[Start of PROVIDED DATA]

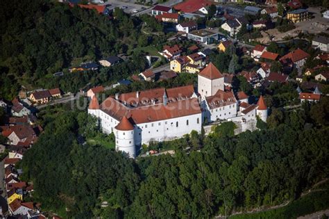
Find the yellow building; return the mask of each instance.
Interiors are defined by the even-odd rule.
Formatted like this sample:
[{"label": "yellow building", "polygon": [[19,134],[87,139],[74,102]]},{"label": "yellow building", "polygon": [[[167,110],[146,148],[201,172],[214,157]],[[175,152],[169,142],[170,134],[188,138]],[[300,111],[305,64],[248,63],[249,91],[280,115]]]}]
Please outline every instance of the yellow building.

[End of PROVIDED DATA]

EXERCISE REQUIREMENTS:
Collect every line of the records that contains the string "building", matching its case exactly, and copy each such line in full.

RESPONSE:
Find the yellow building; return the mask of each instance.
[{"label": "yellow building", "polygon": [[19,134],[87,139],[74,102]]},{"label": "yellow building", "polygon": [[[167,110],[146,148],[201,172],[214,157]],[[175,152],[169,142],[170,134],[188,138]],[[300,111],[305,64],[248,63],[249,91],[280,115]]]}]
Please outline every instance of the yellow building.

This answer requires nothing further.